* [YOUR INSTRUCTIONS]: Among these records, which lines include "ground"? Copy them out.

[[ RECORDS SHOWN open ]]

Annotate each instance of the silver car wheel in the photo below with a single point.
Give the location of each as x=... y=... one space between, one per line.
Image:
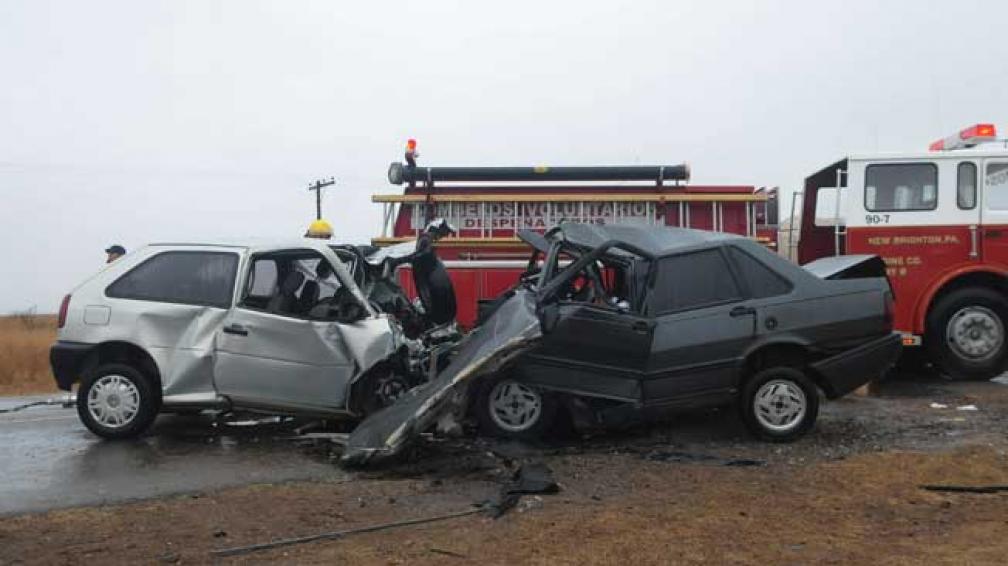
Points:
x=514 y=407
x=114 y=401
x=779 y=405
x=975 y=332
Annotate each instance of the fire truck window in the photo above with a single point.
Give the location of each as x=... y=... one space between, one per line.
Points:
x=693 y=281
x=996 y=194
x=966 y=195
x=762 y=281
x=901 y=186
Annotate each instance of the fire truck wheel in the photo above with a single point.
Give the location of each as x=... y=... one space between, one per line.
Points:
x=966 y=333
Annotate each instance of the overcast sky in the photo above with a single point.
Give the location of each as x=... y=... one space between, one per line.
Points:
x=132 y=122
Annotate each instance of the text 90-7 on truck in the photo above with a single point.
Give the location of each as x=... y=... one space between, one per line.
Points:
x=938 y=219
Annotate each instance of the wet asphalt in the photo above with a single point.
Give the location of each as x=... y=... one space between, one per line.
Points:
x=49 y=460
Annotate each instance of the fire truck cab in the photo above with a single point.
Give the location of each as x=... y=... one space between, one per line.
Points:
x=939 y=221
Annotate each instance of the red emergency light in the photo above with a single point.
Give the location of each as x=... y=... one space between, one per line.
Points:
x=967 y=138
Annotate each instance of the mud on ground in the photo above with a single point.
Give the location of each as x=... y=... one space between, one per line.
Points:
x=695 y=489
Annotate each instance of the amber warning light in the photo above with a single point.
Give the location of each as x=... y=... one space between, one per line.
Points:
x=967 y=138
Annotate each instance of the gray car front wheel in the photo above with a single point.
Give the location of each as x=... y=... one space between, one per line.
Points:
x=510 y=408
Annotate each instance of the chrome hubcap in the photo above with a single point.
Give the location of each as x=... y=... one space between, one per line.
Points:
x=514 y=407
x=780 y=405
x=975 y=332
x=113 y=401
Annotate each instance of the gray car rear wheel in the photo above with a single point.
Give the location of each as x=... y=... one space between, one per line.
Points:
x=779 y=404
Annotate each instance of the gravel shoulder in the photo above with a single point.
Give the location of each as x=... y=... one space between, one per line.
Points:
x=694 y=489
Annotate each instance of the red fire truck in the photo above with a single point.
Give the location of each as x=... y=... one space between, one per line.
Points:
x=488 y=205
x=939 y=221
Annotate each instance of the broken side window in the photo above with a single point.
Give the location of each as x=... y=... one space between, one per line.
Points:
x=693 y=280
x=762 y=281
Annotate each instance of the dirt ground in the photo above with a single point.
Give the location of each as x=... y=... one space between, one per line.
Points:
x=695 y=489
x=24 y=354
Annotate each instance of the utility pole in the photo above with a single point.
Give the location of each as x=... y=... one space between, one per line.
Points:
x=318 y=186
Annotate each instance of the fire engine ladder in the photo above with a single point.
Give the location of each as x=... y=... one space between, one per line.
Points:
x=455 y=204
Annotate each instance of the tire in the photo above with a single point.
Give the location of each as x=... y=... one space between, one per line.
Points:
x=966 y=336
x=125 y=397
x=779 y=404
x=506 y=408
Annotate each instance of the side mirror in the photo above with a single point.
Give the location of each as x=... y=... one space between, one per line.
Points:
x=549 y=315
x=352 y=312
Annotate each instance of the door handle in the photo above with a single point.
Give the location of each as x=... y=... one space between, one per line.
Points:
x=640 y=326
x=236 y=329
x=741 y=311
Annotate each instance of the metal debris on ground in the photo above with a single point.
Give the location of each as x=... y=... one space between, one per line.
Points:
x=66 y=401
x=236 y=551
x=966 y=488
x=689 y=457
x=530 y=478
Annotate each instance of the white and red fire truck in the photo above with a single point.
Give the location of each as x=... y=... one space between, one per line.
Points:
x=939 y=221
x=489 y=204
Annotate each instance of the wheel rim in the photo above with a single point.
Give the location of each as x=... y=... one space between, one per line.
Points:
x=975 y=332
x=515 y=407
x=780 y=405
x=114 y=401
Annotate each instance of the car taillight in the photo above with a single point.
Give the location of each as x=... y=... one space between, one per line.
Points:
x=61 y=319
x=890 y=310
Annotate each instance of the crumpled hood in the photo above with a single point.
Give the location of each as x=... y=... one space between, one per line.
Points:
x=513 y=329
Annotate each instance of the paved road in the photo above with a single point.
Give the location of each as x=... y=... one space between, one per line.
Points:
x=49 y=460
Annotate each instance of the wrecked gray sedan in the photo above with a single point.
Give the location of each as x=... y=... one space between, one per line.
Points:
x=298 y=328
x=612 y=322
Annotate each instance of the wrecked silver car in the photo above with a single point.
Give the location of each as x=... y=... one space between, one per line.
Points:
x=300 y=328
x=612 y=322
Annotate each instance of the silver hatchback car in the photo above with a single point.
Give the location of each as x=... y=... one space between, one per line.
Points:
x=303 y=328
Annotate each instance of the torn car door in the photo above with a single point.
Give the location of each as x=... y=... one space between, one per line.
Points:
x=271 y=355
x=593 y=349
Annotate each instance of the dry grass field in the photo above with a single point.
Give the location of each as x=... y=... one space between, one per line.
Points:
x=24 y=354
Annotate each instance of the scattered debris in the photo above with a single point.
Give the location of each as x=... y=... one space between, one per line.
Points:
x=236 y=551
x=530 y=478
x=512 y=329
x=966 y=488
x=689 y=457
x=447 y=553
x=66 y=401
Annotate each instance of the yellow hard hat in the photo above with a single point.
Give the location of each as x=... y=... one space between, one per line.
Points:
x=320 y=229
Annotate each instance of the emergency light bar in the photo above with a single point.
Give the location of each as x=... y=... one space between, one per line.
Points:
x=399 y=173
x=967 y=138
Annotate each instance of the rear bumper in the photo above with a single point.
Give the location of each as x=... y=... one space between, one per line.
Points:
x=850 y=370
x=67 y=359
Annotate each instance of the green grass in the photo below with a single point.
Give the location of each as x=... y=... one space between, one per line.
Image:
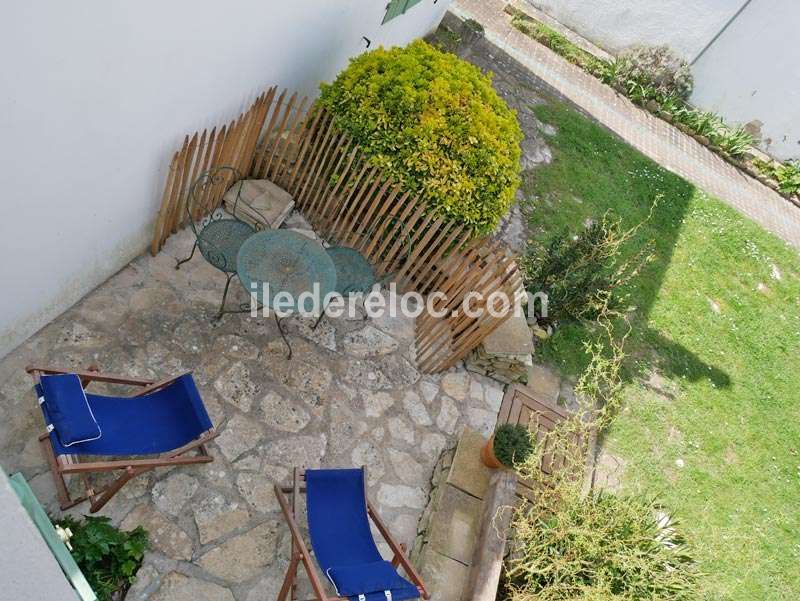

[[ RECORDS SHOWN closed ]]

* [THE ANSWER]:
Annotate each instance of the mud on ground in the photo above with a single point.
Annotate each instance of the dirt ground in the photo above with a single point.
Annotate each instance of the metal debris on ground in the photo above with a single point.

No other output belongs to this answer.